Short task: Each record below must be returned exactly as shown.

Stored records:
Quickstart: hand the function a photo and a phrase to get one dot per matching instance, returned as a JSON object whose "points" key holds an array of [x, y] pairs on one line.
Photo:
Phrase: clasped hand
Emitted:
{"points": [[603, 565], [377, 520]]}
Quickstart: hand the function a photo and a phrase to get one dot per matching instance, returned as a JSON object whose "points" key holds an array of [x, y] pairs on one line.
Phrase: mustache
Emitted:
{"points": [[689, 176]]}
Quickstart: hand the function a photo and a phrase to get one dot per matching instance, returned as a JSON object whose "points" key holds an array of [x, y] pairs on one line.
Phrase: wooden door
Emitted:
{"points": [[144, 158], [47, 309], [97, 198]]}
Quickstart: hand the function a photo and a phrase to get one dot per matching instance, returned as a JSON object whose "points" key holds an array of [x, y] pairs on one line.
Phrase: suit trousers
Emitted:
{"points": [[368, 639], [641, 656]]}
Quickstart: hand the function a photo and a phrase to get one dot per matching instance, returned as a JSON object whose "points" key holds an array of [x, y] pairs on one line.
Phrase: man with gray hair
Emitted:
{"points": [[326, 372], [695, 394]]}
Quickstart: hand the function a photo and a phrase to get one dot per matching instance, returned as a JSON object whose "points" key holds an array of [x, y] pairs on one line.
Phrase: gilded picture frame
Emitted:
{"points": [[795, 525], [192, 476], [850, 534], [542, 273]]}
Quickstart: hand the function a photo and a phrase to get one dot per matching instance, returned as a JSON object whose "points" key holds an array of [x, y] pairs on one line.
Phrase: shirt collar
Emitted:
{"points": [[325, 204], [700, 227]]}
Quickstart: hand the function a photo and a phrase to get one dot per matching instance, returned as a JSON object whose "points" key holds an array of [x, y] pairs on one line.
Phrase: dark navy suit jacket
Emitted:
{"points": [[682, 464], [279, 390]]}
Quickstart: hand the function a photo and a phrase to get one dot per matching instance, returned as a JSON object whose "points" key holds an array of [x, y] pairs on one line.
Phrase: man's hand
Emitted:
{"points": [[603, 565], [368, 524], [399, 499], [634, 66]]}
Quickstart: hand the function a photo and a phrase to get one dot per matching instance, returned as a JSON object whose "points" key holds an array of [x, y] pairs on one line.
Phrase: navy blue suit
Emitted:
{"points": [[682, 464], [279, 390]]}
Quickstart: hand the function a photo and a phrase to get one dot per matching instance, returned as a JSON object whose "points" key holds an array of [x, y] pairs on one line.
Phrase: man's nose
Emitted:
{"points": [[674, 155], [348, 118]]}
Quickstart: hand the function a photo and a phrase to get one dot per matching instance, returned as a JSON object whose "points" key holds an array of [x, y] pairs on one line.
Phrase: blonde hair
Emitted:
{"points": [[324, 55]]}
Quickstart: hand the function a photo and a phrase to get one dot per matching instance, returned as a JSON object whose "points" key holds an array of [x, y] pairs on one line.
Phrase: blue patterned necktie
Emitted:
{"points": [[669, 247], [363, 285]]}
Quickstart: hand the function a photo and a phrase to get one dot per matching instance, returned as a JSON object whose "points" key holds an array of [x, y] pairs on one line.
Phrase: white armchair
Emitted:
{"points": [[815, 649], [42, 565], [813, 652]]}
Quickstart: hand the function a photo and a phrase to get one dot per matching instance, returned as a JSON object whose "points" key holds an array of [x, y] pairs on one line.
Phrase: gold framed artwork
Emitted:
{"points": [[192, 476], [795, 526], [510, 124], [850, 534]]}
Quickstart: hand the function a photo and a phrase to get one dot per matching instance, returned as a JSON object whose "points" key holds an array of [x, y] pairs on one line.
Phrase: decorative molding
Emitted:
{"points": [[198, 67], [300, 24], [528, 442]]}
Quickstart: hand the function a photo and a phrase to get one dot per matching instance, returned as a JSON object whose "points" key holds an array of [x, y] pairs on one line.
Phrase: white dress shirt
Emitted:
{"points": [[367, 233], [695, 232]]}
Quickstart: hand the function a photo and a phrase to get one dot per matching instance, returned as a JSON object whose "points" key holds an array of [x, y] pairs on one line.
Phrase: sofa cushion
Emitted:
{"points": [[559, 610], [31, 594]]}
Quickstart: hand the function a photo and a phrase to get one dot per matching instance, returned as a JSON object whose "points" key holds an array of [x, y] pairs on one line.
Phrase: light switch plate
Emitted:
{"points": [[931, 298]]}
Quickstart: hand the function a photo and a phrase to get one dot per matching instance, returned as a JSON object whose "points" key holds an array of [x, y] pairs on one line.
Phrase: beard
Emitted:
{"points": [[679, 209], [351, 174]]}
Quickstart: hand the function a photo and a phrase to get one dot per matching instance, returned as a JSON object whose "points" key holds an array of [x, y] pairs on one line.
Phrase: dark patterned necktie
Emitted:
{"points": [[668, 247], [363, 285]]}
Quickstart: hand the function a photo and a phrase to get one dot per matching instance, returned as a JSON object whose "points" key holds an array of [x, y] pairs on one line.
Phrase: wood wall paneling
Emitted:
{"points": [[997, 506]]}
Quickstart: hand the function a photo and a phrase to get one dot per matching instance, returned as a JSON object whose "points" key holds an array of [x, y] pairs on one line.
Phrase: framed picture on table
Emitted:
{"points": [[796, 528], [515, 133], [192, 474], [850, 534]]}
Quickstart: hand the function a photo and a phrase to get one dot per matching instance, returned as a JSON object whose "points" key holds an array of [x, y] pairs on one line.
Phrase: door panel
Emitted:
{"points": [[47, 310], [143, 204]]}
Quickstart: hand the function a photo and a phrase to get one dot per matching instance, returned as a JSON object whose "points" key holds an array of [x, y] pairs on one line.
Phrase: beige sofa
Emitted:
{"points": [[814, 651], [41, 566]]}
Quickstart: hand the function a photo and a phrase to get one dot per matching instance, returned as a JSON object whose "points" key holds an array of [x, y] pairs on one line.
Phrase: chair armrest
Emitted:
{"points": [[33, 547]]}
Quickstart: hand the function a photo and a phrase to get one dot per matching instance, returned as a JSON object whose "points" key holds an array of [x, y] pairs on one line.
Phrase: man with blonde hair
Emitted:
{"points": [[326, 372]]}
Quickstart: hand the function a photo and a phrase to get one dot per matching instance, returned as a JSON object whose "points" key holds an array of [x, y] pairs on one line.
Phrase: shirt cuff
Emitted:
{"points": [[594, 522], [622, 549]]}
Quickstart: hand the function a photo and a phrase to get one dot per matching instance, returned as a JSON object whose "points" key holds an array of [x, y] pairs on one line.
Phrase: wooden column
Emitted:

Correct output:
Quickstart: hand the function a photo and a phrase to get one dot per matching instance, returned as a JSON object whose "points" key holds an array of [x, y] pairs on one line.
Photo:
Phrase: clasped hand
Emitted:
{"points": [[603, 565], [377, 520]]}
Quickstart: hand the function a photo and a phrase to get one dot per matching instance, returned as a JSON object whose "points" key holds an array of [x, y] pairs on one line.
Phrase: mustache
Emitted:
{"points": [[689, 176]]}
Quickstart: hand the function a photo and a phrase to get one dot per matching instance, returned as a JSON object whose "points" key holds an array of [x, y] pairs on one line.
Phrase: wooden door
Emitted:
{"points": [[144, 158], [47, 309], [97, 198]]}
Quickstart: hand the function a photo and a phrase to get one dot per matching instance, returned as a JSON object whose "points" key holds an array of [x, y] pairs on one line.
Phrase: suit trousers
Emitted:
{"points": [[368, 639], [641, 656]]}
Quickstart: hand the function a photo and a phrase to get one dot per matching instance, returned as a JSON object whose "points" key holds an array of [x, y] pairs on one line.
Phrase: man with gray hair
Emitted:
{"points": [[326, 372], [695, 394]]}
Quickstart: hand the function a photo and a phrase to get one dot per matching instance, returned as a JSON object whose "points" key holds an array of [x, y] pairs on one line.
Phrase: gilded picture frame
Emitted:
{"points": [[795, 525], [192, 476], [850, 534], [542, 273]]}
Quickstart: hand the function a photo and a phrase to get one dot per matching instance, returned as a JSON object whose "points" key holds an array of [x, y] pairs on one line.
Phrase: shirt collar
Emitted:
{"points": [[325, 204], [700, 227]]}
Quickstart: hand the function a photo and a phrase to get one dot per matching instance, returned as a JSON object whose "points" key holds an array of [x, y] pairs on one line.
Phrase: dark navy suit jacket
Emitted:
{"points": [[682, 464], [279, 390]]}
Quickstart: hand the function a photo and a phrase to get one dot per matching instance, returned as a JSON object whose "points" key holds an array of [x, y] pairs on one line.
Phrase: man's hand
Emitted:
{"points": [[603, 565], [368, 524], [399, 499], [634, 66]]}
Quickstart: hand the function a photo and a phrase to get one dot per matching instance, returned as a JSON object whose "points" key holds an array of [x, y] pairs on one line.
Phrase: navy blue suit
Emitted:
{"points": [[682, 464], [279, 390]]}
Quickstart: hand the function a photo and a phrase to get one dot per matching instance, returned as a JSON object whose "points" key holds an array of [x, y] pairs on one line.
Phrase: man's nose
Emitted:
{"points": [[674, 155], [348, 118]]}
Quickstart: hand the function a photo and a phrase to get one dot per matching instance, returned as a JSON object whose "points" key holds an array of [x, y] pairs on one line.
Phrase: blonde hair
Emitted:
{"points": [[324, 55]]}
Quickstart: hand the function a photo and a phrase to get one dot per matching instance, returned as a JSON object whose "points" key holds an array of [x, y] pairs on one line.
Phrase: blue patterned necktie
Emitted:
{"points": [[669, 247], [363, 285]]}
Quickstart: hand the function a photo and a phrase to get one dot per matching instance, returned as a JSON object whose "points" key holds an array of [x, y] pairs on one line.
Phrase: white armchair
Emitted:
{"points": [[815, 649], [42, 565], [813, 652]]}
Quickstart: hand the function a photo and a phrase to get one dot per matching instance, returned as a JSON object whose "points" key holds an array of [x, y] pairs on one line.
Phrase: gold framed artwork
Emitted:
{"points": [[192, 476], [795, 526], [510, 124], [850, 534]]}
Quickstart: hand the function a photo and a phrase to get one dot per matching instance, returned as a JSON object whose "points" key holds an array of [x, y] pairs on one line.
Phrase: decorative molding
Emitted:
{"points": [[198, 67], [300, 24], [528, 442]]}
Quickstart: hand the function a photo and a phrase to get one dot per matching instance, returned as a JSON object whose "points" key holds an array of [x, y] pairs on one line.
Phrase: white dress shirt
Emitted:
{"points": [[367, 233], [695, 232]]}
Quickstart: hand the function a photo and a phrase to get one dot per matching instance, returned as a JSON object whose "points" key holds an array of [x, y] pairs on one line.
Phrase: sofa cushion
Emitted:
{"points": [[559, 610], [31, 594]]}
Quickstart: hand the function a photo and a phrase to get one dot per matching instance, returned as a JSON object whose "points" key holds an array of [x, y] pairs on one line.
Phrase: light switch plate
Emitted:
{"points": [[931, 298]]}
Quickstart: hand the function a photo and a phrase to get one dot per matching instance, returned as a JSON object whose "points" key holds an array of [x, y] pairs on one line.
Phrase: beard
Emitted:
{"points": [[679, 209], [351, 174]]}
Quickstart: hand the function a photo and a phrase to get one dot per matching instance, returned as a JSON object whose "points" key holds an array of [x, y] pairs on one line.
Phrase: dark patterned necktie
Emitted:
{"points": [[668, 247], [363, 285]]}
Quickstart: hand the function a photo and a phrase to get one dot per matching instance, returned as a JSON object whose "points" key holds an array of [x, y] pairs on one line.
Phrase: wood wall paneling
Emitted:
{"points": [[997, 506]]}
Quickstart: hand the function a photo and a phrase to get one dot per matching instance, returned as a JSON object whose "points" key holds an array of [x, y] pairs on one line.
Phrase: framed picture on table
Emitted:
{"points": [[796, 528], [515, 133], [192, 474], [850, 534]]}
Quickstart: hand the function a photo and a phrase to get one dot per matching instance, returned as a JSON object whose "points" key holds an array of [x, y] pairs on one line.
Phrase: door panel
Emitted:
{"points": [[47, 310], [143, 204]]}
Quickstart: hand the function a photo and a phrase to get one dot per matching instance, returned as a JSON object whose "points" key holds an array of [x, y] pairs on one line.
Phrase: beige sofa
Emitted:
{"points": [[814, 651], [41, 566]]}
Quickstart: hand the function a photo and a phrase to get one dot per matching instance, returned as a JSON object whose "points" key holds an array of [x, y] pairs on one line.
Phrase: chair armrest
Emitted:
{"points": [[33, 547]]}
Quickstart: hand the function a photo and a phrase to get one dot per matching instance, returned as a JSON object whose "points" key holds an array of [x, y] pairs on one line.
Phrase: man with blonde hair
Emitted:
{"points": [[326, 372]]}
Quickstart: hand the function a photo and a phrase to get one dot per matching instance, returned as a JSON object whose "points" key holds an array of [x, y] pairs on one line.
Phrase: shirt cuff
Emitted:
{"points": [[594, 522], [622, 549]]}
Quickstart: hand the function a photo and a phrase to get one dot per matching instance, returned as a JSON object whose "points" key holds an array of [x, y] pairs on one line.
Phrase: wooden column
Emitted:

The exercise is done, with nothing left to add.